## ASSIGNMENT
Return all of the items below verbatim, line for line.

## GIVEN RECORDS
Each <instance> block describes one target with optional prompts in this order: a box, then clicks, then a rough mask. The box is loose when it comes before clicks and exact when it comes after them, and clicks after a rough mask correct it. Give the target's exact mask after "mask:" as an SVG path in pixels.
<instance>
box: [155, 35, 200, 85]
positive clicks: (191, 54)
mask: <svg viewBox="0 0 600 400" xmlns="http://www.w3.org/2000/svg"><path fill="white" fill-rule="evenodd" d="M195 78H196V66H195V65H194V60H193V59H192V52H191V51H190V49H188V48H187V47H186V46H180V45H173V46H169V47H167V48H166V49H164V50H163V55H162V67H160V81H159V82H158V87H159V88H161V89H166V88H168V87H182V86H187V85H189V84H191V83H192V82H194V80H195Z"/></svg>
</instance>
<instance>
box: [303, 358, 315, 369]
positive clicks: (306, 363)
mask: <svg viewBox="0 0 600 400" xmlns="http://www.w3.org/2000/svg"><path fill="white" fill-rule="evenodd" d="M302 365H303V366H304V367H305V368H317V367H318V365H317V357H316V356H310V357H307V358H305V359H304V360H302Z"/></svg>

## PROBLEM SOLUTION
Each <instance> block describes one target with optional prompts in this order: a box, then clicks, then a rough mask. The box is loose when it comes before clicks and exact when it comes after them, and clicks after a rough mask correct it. Give the target's exact mask after "mask:" as an SVG path in pixels.
<instance>
box: [155, 35, 200, 85]
positive clicks: (191, 54)
mask: <svg viewBox="0 0 600 400" xmlns="http://www.w3.org/2000/svg"><path fill="white" fill-rule="evenodd" d="M195 78H196V66H195V65H194V60H193V59H192V52H191V51H190V49H188V48H187V47H186V46H180V45H173V46H169V47H167V48H166V49H164V50H163V55H162V67H160V81H159V82H158V87H159V88H161V89H166V88H168V87H182V86H187V85H189V84H191V83H192V82H194V80H195Z"/></svg>
</instance>
<instance>
box: [303, 358, 315, 369]
positive clicks: (306, 363)
mask: <svg viewBox="0 0 600 400" xmlns="http://www.w3.org/2000/svg"><path fill="white" fill-rule="evenodd" d="M302 365H303V366H304V367H305V368H317V367H318V365H317V357H316V356H310V357H307V358H305V359H304V360H302Z"/></svg>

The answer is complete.